Rewrite the entries below with every "photo" changed to "image" and nothing else altered. Leave the pictures out.

*** Available data ***

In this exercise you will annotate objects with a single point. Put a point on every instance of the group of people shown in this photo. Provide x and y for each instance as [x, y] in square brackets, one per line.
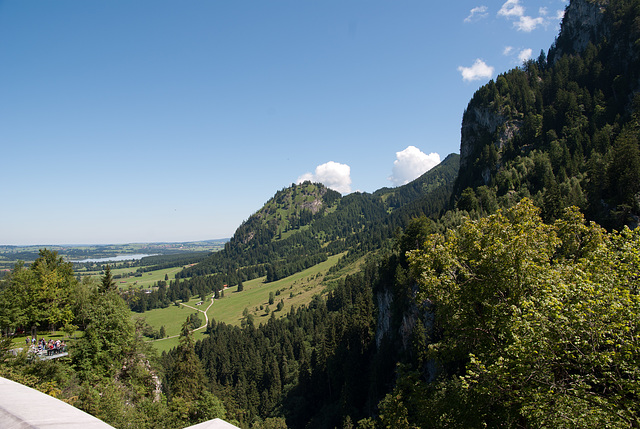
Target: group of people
[43, 346]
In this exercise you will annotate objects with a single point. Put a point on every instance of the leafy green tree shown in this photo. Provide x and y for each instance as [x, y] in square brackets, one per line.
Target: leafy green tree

***

Task result
In this exercise you will annotate objects with a single point. Put a point on every instance of the group of people shown in this image. Provide x and y for each instance as [x, y] in square brackets, one per line.
Target: group of people
[43, 346]
In this exercise you will annotate objects with a single point. Put a point on every instance of the leafy green tree shown in this image. Provide x and y for each instance as [x, y] in square brackets, one per line.
Target: leafy green tree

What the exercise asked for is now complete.